> [TEXT SECTION]:
To build the habit of reflection, clinics may assign written reflection papers or journaling (in some clinics as often as weekly), while other clinics prompt regular reflection less formally, in case supervision meetings and in occasional self-evaluation assignments.35 By either method we prompt students to reflect on each action they take for clients and to think creatively about what worked well and what could be improved, to build on their mistakes and their successes. We apply this habit of reflection to all facets of advocacy: for instance, to forming a strong attorney–client relationship; to interviewing; to interactions with the IRS and opposing counsel; and to written communications.
The Plan, Act, Reflect mantra instils reflection as a practice habit, constantly asking the students to reflect on their activities. This habit, combined with student ownership over their longer-term professional development, provides a powerful foundation for future growth.
15.6 Skills and direct advocacy experience
The many skills and competencies required for excellent lawyering have been catalogued in various ways. In this part of the chapter, we selected examples of several narrower skills and competencies that we aim to teach through our clinic courses.
Law firm management
Much of the initial days of orientation are spent on teaching the nuts and bolts of how the clinic operates. We suggest using a case management software that tracks clients, matters and timekeeping and provides training for the students on how to use it effectively. The firm should have timesheet drafting guidelines and policies in place for dress code, office protocols (especially for the prevention of the spread of COVID-19). The orientation should spend time discussing any internal communication tools,36 as well as protocols for external communications through emails, letters, faxes and phone calls. The clinic director should discuss calendaring to ensure all case deadlines are met and appointments can be scheduled. Additional instruction should be given on document management, as well as preferred software for word processing and manipulating PDFs.

> [ABOUT THIS TASK]:
Answer these questions using the passage on law clinics:
1. In some clinics, how often are reflection papers or journaling assigned?
2. What mantra instills reflection as a practice habit?
3. What does the suggested case management software track?

> [SOURCE MATERIAL]:
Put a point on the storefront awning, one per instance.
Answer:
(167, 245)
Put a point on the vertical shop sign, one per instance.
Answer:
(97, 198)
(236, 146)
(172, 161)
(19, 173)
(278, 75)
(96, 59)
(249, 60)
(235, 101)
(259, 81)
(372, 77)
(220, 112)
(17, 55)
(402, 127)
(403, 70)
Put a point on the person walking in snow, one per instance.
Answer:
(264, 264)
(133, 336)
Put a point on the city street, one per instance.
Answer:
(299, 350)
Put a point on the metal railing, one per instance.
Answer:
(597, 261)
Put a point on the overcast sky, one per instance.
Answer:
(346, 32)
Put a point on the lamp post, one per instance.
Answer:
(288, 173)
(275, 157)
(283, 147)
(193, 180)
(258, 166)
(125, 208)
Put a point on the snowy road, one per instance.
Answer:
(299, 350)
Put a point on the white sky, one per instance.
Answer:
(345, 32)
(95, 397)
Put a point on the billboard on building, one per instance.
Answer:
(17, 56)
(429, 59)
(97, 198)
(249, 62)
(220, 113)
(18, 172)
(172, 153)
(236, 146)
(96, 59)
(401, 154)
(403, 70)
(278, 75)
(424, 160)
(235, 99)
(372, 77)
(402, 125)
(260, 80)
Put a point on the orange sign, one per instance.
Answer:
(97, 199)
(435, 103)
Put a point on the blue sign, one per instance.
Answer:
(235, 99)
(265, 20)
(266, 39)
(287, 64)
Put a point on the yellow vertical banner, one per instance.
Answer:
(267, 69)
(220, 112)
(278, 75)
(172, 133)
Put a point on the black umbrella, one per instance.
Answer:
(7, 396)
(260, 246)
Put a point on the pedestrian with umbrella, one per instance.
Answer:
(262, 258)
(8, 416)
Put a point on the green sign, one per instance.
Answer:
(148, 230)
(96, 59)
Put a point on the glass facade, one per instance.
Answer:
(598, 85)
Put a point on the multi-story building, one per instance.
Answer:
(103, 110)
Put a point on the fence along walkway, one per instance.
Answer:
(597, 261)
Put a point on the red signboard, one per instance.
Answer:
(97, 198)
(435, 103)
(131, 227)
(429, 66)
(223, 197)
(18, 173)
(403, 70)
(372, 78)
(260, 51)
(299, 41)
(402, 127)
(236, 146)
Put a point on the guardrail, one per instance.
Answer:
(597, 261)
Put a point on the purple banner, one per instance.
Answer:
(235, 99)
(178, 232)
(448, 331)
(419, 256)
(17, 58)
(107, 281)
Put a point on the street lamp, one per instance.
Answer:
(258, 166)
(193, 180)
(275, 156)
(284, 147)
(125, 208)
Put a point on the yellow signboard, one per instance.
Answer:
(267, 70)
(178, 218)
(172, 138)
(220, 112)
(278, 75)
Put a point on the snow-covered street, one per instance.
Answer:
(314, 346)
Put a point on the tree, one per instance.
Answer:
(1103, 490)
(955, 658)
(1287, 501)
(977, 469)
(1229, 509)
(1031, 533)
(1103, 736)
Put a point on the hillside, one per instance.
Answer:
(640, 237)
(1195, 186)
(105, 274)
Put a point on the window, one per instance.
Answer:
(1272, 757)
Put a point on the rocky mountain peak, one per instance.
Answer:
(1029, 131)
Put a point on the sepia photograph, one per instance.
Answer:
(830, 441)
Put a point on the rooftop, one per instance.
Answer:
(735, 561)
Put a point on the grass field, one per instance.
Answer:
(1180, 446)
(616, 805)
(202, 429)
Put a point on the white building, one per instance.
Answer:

> [SOLUTION TO THE EXERCISE]:
1. As often as weekly.
2. Plan, Act, Reflect.
3. Clients, matters and timekeeping.